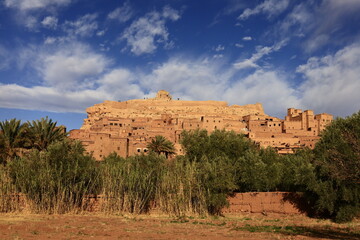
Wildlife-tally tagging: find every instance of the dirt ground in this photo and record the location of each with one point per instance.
(240, 226)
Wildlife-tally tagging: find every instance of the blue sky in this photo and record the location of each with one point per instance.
(58, 57)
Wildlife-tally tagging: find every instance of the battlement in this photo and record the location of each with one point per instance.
(126, 127)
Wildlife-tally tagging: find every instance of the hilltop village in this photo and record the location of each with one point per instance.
(127, 127)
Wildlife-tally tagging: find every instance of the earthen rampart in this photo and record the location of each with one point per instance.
(126, 127)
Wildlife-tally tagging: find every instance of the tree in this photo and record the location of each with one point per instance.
(337, 169)
(43, 132)
(12, 138)
(160, 145)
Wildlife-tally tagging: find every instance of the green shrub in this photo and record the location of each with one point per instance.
(336, 190)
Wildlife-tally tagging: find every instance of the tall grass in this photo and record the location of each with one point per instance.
(63, 178)
(181, 192)
(10, 200)
(129, 184)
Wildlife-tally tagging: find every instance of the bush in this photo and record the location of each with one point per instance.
(337, 168)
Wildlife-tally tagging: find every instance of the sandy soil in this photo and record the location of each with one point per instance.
(245, 226)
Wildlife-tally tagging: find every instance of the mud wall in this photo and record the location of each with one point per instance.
(265, 202)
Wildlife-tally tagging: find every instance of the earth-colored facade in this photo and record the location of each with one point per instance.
(127, 127)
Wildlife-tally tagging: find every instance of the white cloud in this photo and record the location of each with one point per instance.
(269, 7)
(76, 78)
(73, 66)
(31, 22)
(25, 5)
(47, 98)
(311, 21)
(219, 48)
(50, 22)
(84, 26)
(260, 52)
(120, 83)
(267, 87)
(5, 58)
(122, 14)
(332, 82)
(144, 34)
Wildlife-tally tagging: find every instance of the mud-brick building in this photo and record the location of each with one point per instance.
(127, 127)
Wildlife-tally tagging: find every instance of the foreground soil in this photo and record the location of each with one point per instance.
(244, 226)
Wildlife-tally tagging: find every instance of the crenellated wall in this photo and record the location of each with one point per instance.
(126, 127)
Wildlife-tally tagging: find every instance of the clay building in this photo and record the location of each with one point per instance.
(126, 127)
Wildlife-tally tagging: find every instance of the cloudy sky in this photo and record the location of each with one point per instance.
(58, 57)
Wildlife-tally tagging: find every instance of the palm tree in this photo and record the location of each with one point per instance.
(12, 138)
(160, 145)
(43, 132)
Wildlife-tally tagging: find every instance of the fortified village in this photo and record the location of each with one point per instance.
(127, 127)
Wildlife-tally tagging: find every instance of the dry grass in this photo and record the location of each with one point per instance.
(128, 226)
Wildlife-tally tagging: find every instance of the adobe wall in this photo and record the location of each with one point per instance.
(263, 202)
(127, 127)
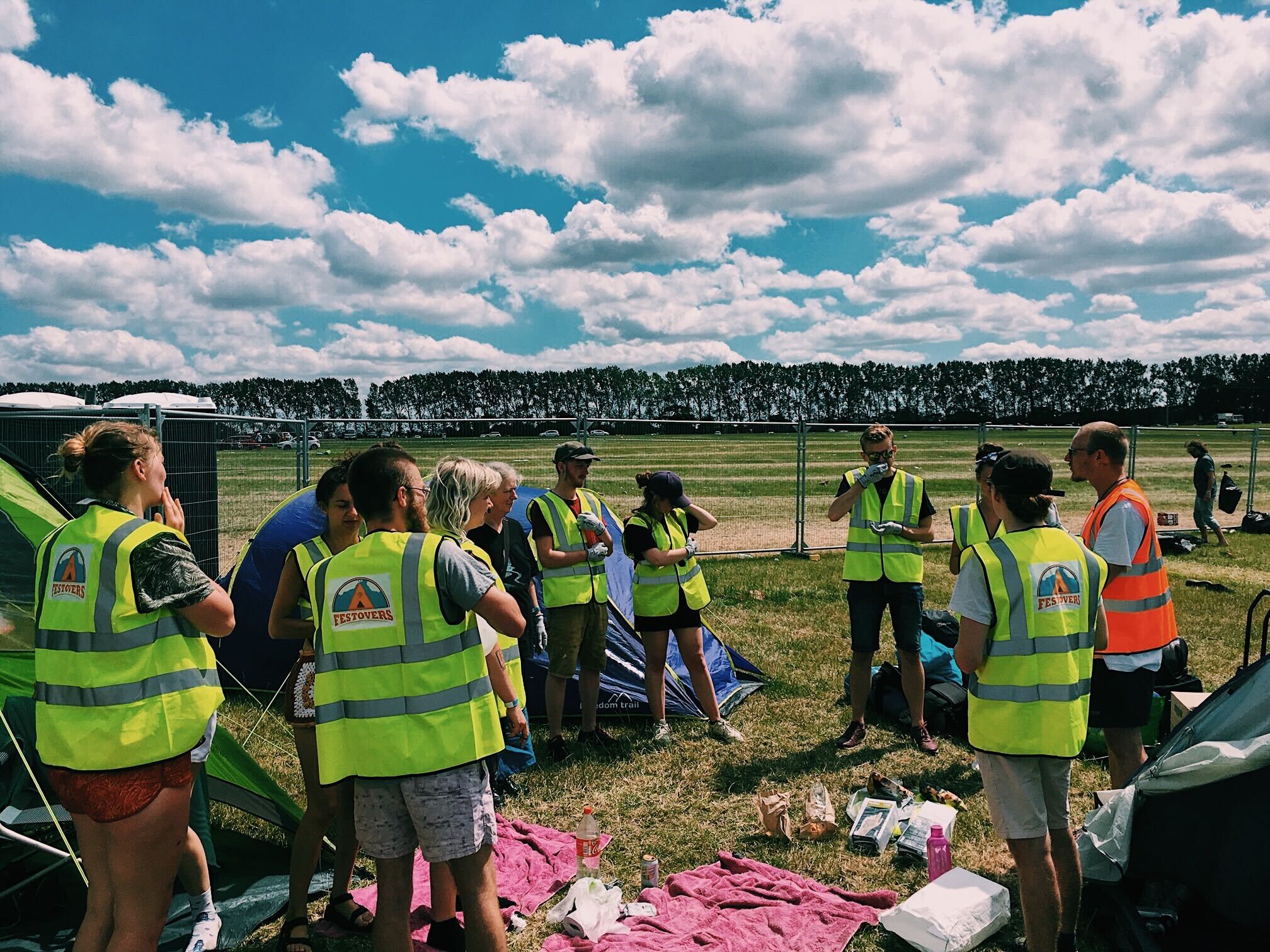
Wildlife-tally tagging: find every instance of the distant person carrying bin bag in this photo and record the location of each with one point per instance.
(670, 593)
(1032, 617)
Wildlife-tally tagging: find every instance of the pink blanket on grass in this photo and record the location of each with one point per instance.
(532, 862)
(740, 904)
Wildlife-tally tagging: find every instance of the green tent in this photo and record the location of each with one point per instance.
(28, 513)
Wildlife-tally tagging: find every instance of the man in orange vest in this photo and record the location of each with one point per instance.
(1122, 528)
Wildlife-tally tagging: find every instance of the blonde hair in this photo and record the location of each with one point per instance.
(103, 451)
(456, 483)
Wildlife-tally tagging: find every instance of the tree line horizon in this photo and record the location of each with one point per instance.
(1010, 391)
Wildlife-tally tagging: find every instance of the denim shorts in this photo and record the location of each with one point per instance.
(866, 601)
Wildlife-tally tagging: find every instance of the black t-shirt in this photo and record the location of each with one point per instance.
(639, 538)
(510, 552)
(883, 488)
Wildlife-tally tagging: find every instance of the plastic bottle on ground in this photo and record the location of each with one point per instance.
(588, 844)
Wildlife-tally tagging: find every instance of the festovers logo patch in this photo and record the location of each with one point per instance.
(1057, 586)
(69, 581)
(361, 602)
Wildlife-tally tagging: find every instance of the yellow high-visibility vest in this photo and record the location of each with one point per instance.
(657, 591)
(869, 557)
(1032, 696)
(115, 686)
(576, 584)
(399, 691)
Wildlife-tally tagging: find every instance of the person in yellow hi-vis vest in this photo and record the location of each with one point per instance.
(668, 594)
(326, 805)
(572, 543)
(1032, 617)
(126, 686)
(891, 517)
(408, 689)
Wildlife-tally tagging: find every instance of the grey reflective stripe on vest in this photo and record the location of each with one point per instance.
(107, 696)
(1014, 593)
(411, 615)
(105, 604)
(1046, 645)
(902, 547)
(1029, 694)
(411, 653)
(399, 706)
(1138, 604)
(113, 642)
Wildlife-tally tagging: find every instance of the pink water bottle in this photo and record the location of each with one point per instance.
(939, 854)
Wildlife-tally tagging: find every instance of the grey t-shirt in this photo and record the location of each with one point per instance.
(462, 581)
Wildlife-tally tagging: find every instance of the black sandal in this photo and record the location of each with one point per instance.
(345, 921)
(286, 938)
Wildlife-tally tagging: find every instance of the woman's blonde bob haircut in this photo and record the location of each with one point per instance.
(456, 483)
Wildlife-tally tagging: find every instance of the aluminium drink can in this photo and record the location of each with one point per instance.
(648, 873)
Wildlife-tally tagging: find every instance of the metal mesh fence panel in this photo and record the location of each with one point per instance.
(942, 456)
(743, 472)
(229, 472)
(1165, 468)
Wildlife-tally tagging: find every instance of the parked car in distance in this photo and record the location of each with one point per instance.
(290, 443)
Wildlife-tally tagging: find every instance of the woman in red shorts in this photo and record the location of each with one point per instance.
(291, 617)
(125, 679)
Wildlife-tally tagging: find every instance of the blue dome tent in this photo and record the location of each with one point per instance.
(260, 662)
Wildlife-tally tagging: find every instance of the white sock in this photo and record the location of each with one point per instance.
(207, 924)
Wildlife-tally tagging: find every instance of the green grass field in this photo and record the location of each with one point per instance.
(789, 616)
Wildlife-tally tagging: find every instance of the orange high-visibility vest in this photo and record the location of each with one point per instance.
(1138, 602)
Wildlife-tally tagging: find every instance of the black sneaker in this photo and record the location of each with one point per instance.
(598, 738)
(447, 936)
(852, 737)
(558, 749)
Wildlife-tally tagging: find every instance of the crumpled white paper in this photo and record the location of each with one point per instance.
(590, 909)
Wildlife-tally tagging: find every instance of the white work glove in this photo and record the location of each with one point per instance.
(590, 522)
(539, 632)
(887, 528)
(874, 472)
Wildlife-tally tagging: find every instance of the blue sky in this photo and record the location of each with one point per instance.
(215, 191)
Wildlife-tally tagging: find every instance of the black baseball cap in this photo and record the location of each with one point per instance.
(667, 485)
(573, 450)
(1024, 471)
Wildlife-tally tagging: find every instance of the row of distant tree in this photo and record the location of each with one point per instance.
(1033, 390)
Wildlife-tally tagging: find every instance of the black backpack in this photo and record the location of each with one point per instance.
(1228, 496)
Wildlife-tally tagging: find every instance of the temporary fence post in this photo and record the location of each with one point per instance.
(305, 452)
(1252, 468)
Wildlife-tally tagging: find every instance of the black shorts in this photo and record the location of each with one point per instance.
(1121, 698)
(866, 601)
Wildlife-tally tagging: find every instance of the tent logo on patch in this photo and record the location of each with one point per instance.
(361, 599)
(1057, 587)
(70, 574)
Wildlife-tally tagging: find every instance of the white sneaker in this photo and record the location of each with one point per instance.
(726, 733)
(206, 933)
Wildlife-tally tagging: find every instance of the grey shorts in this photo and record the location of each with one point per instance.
(1026, 795)
(198, 756)
(449, 815)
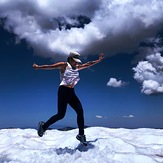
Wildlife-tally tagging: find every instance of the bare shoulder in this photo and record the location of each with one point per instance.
(61, 65)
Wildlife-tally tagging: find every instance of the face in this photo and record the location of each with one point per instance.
(73, 63)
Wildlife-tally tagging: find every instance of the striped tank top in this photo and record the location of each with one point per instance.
(70, 76)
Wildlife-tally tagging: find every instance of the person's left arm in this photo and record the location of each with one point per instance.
(91, 63)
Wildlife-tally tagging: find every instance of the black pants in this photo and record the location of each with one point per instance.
(67, 96)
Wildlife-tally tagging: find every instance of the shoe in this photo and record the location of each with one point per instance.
(40, 130)
(81, 138)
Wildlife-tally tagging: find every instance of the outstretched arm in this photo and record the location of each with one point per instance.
(58, 65)
(91, 63)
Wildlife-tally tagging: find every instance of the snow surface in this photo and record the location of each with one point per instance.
(105, 146)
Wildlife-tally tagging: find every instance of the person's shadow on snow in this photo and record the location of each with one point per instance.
(80, 148)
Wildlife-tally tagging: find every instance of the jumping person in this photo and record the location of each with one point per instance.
(69, 76)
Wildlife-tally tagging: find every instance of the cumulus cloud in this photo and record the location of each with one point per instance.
(113, 82)
(150, 74)
(109, 26)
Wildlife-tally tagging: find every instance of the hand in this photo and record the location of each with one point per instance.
(101, 57)
(35, 65)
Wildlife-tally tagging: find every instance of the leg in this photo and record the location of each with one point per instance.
(76, 105)
(62, 105)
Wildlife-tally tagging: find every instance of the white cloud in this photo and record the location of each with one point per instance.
(115, 83)
(115, 26)
(150, 74)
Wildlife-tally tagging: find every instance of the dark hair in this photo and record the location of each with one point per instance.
(68, 59)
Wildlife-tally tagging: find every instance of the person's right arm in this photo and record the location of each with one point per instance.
(58, 65)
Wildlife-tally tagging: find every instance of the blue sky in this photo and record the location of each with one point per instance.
(134, 97)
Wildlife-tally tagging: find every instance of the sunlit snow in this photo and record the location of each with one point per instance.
(105, 145)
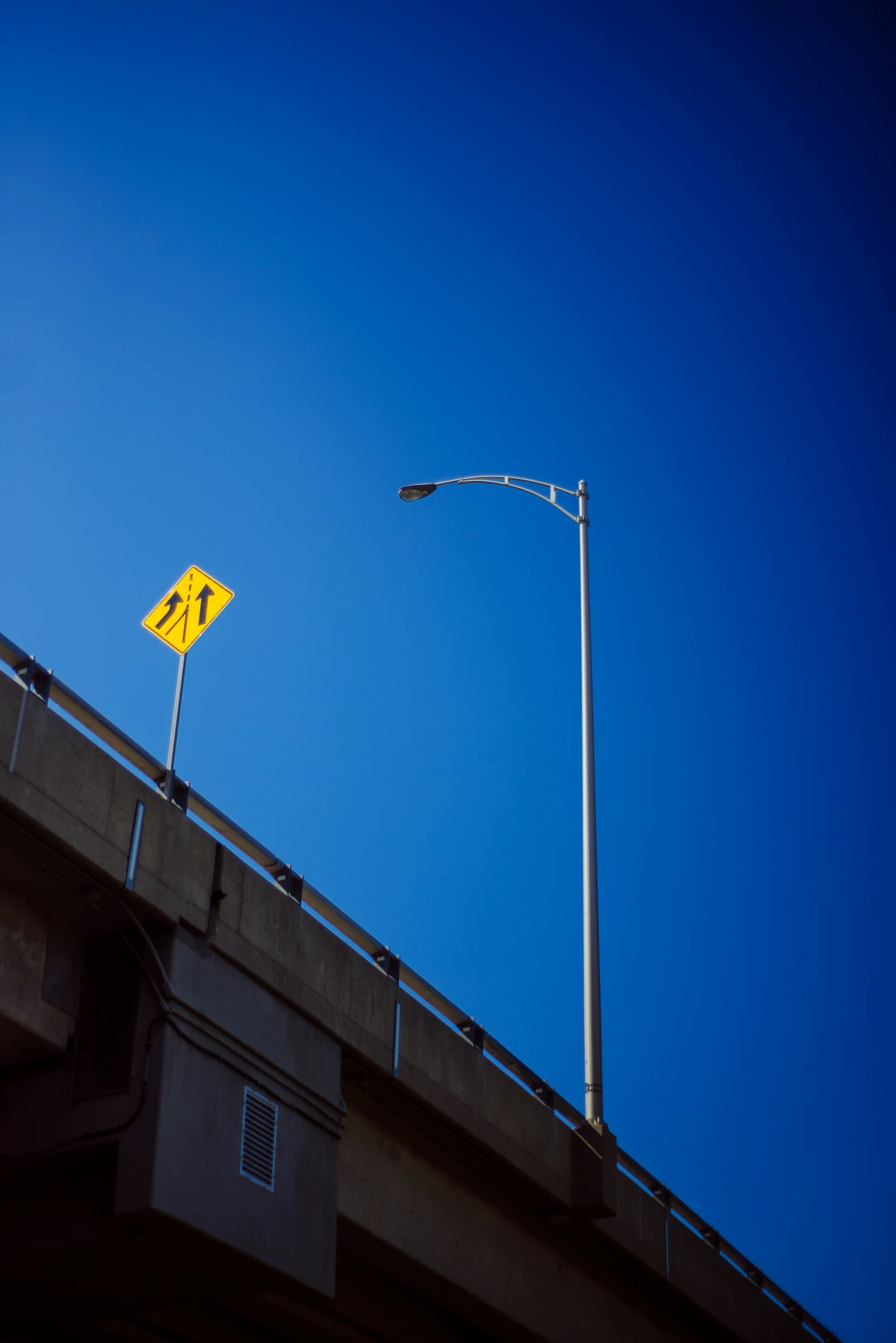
════════
## [Given exercise]
Extract each line of the material above that contains the string "orange", reproducing every such line unaltered and in its original order.

## [Solved exercise]
Wildlife-tally tagging: find every instance of the man in orange vest in this photo and record the location of each with one point per instance.
Wildlife-tally tagging: find every instance of the orange high-visibility vest in this photo and record the location of each with one point per instance.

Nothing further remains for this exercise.